# ESTRATTO FORNITO:
La Storia del Partito della Rifondazione Comunista dal 1994 al 1998 comprende la fase di convivenza al vertice del Prc tra il presidente Armando Cossutta e il segretario Fausto Bertinotti, fase che si concluderà con una pesante scissione del primo e la definitiva affermazione del secondo.
Il 10 maggio 1993 Fausto Bertinotti lascia polemicamente il PDS insieme ad altri 40 sindacalisti della CGIL. Bertinotti è in quel momento il leader della corrente massimalista e minoritaria Essere sindacato della CGIL, ed è un socialista massimalista notoriamente ingraiano[1]. Nel 1991, persa la battaglia contro lo scioglimento del PCI, come consigliato da Ingrao, aveva preferito rimanere nel PDS[2].
Inizialmente Bertinotti rifiuta una sua adesione al PRC[3] finché il 17 settembre avviene la svolta: Bertinotti è pronto a prendere la tessera e Cossutta lo vuole subito segretario[4][5].
Il 23 gennaio 1994 Fausto Bertinotti diventa il secondo segretario di Rifondazione Comunista, grazie a un accordo tra Cossutta e Magri[6]. Nel Comitato politico nazionale ottiene il voto favorevole di 160 membri su 193, un risultato che viene considerato dal politico lombardo estremamente positivo[7].

# DESCRIZIONE DELL'ESERCIZIO:
Nel passo dell'estratto che inizia con le parole "La Storia del" e si chiude dopo "affermazione del secondo.", sostituisca "convivenza" con "coabitazione" e lo trascriva per intero. L'elenco proviene da una fonte diversa da quella dell'estratto.

# ELENCO DEI DATI:
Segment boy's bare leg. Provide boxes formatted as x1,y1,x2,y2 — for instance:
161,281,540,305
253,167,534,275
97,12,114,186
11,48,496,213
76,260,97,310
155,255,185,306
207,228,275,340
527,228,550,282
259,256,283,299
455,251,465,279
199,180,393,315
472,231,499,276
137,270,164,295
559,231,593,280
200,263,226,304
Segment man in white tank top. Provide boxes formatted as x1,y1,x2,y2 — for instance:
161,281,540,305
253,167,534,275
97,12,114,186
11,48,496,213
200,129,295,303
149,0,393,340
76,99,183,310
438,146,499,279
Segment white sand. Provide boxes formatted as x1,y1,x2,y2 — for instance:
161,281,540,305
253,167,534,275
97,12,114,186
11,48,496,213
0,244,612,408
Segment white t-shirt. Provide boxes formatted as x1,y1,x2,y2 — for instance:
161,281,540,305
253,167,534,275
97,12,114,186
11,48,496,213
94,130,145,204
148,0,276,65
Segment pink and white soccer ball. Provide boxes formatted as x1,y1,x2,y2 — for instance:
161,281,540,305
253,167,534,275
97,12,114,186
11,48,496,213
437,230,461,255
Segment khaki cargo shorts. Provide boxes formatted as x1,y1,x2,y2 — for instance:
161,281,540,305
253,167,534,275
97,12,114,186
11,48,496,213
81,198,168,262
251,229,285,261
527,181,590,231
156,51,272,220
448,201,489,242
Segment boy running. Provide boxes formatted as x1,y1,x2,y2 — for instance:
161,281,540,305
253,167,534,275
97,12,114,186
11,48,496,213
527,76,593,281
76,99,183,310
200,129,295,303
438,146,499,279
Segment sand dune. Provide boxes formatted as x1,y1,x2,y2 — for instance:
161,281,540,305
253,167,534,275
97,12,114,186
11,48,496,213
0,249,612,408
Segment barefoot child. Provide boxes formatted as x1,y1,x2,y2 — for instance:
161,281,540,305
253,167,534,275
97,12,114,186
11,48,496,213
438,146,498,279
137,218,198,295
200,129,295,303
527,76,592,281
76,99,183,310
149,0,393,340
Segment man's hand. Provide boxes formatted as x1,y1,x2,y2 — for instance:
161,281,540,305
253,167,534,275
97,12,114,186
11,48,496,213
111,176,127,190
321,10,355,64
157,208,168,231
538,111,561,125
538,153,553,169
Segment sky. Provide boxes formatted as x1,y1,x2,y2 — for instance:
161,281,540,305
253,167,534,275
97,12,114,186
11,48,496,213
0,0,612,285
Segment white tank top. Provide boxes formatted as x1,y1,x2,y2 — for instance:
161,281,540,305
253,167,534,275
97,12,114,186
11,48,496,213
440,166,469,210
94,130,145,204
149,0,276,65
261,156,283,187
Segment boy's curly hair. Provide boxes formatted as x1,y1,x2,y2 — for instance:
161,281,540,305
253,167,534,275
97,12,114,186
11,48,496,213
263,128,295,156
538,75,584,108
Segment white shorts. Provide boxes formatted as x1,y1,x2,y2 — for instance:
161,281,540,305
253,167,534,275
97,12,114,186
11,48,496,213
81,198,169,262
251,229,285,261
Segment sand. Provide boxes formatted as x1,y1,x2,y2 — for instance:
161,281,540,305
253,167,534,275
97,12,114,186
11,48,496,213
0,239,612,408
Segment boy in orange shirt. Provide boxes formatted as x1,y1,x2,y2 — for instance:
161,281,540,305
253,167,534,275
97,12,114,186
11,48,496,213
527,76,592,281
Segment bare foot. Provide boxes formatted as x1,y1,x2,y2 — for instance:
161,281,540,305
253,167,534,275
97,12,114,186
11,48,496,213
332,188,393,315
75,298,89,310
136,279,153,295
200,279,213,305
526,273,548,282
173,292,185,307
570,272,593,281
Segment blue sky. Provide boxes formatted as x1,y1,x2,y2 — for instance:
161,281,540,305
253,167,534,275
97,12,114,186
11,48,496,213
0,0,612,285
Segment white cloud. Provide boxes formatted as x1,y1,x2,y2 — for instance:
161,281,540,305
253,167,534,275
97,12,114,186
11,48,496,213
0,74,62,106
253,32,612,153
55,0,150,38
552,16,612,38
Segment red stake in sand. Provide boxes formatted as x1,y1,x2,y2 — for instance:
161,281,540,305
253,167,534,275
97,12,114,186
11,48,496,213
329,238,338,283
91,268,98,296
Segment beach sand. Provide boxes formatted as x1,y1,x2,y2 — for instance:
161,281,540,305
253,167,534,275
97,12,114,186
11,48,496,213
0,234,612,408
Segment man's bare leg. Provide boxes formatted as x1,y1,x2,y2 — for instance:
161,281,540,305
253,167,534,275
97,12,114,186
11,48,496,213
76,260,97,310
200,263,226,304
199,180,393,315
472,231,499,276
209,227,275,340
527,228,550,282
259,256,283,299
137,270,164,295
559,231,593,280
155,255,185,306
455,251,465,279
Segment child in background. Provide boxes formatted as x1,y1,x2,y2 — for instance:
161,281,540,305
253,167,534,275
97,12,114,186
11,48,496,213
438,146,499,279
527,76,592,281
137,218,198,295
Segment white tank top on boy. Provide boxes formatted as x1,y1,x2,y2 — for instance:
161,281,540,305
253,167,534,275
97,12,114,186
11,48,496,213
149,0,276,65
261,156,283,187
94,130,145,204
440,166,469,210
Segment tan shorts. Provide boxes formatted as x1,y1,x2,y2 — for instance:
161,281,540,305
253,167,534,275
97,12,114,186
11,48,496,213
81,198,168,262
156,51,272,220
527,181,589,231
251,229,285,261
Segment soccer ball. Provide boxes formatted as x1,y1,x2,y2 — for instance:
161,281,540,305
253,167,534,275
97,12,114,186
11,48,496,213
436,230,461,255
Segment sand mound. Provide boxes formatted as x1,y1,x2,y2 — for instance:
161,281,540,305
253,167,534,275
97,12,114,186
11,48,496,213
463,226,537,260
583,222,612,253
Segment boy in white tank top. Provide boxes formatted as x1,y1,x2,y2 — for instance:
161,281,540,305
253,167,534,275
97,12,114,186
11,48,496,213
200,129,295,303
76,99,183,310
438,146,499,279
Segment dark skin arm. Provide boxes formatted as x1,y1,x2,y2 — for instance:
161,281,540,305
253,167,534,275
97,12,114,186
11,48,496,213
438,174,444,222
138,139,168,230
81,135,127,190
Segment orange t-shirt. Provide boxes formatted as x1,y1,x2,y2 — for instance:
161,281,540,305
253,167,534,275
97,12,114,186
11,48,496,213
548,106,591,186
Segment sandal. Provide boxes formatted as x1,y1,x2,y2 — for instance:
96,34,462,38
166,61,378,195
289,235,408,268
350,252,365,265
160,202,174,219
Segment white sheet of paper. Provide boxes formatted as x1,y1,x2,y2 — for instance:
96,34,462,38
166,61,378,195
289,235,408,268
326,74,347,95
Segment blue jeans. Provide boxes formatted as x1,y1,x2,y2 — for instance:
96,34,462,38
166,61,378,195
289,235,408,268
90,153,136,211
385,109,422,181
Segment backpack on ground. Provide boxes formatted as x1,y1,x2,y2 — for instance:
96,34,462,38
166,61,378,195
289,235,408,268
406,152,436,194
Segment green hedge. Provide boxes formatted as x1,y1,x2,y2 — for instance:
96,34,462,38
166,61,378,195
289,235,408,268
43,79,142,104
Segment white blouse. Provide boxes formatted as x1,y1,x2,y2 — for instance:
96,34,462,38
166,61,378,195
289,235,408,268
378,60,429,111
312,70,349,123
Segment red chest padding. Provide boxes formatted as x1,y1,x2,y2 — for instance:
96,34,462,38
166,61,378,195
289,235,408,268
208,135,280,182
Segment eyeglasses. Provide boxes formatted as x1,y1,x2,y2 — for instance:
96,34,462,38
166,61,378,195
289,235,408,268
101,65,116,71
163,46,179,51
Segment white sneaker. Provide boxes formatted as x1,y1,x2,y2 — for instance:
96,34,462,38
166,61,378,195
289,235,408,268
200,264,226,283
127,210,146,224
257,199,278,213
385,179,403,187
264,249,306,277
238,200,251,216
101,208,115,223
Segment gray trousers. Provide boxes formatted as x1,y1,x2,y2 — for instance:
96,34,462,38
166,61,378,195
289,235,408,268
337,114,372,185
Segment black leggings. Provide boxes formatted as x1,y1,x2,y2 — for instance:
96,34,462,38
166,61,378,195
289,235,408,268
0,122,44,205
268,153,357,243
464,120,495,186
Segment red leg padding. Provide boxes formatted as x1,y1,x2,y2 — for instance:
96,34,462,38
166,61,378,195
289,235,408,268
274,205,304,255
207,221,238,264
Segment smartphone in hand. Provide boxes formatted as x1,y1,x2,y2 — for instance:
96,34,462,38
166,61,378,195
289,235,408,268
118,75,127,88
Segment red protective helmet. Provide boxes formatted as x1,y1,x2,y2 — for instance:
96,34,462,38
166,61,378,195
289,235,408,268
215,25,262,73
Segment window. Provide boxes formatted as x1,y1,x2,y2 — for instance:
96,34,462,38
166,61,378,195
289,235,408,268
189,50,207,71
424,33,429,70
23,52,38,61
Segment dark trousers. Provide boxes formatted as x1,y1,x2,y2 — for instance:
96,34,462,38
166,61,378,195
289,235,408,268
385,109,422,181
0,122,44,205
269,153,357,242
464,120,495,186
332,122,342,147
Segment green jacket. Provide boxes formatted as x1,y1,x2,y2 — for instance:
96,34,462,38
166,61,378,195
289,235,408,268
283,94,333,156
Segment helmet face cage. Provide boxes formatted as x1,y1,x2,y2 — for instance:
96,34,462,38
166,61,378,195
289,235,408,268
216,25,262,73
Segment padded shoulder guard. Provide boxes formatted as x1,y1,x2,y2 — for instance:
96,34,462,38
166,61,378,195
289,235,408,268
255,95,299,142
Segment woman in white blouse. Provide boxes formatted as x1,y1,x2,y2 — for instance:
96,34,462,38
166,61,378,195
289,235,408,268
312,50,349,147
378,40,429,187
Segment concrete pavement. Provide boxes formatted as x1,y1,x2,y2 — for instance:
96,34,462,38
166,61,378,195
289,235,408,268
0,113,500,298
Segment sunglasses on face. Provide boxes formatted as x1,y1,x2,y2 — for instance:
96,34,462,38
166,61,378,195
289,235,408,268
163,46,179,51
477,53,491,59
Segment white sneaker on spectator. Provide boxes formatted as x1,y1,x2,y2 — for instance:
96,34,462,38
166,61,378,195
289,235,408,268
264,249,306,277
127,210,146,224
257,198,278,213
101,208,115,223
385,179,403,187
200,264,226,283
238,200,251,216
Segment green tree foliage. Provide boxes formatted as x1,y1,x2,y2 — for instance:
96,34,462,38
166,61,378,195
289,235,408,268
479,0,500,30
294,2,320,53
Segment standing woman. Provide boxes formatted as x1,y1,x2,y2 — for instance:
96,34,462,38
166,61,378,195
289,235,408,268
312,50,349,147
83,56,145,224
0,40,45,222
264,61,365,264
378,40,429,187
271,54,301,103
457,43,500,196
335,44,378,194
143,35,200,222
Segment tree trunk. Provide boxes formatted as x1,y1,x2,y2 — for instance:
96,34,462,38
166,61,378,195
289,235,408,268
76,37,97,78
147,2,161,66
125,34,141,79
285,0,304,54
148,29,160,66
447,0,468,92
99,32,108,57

# RISPOSTA COMPLETA:
La Storia del Partito della Rifondazione Comunista dal 1994 al 1998 comprende la fase di coabitazione al vertice del Prc tra il presidente Armando Cossutta e il segretario Fausto Bertinotti, fase che si concluderà con una pesante scissione del primo e la definitiva affermazione del secondo.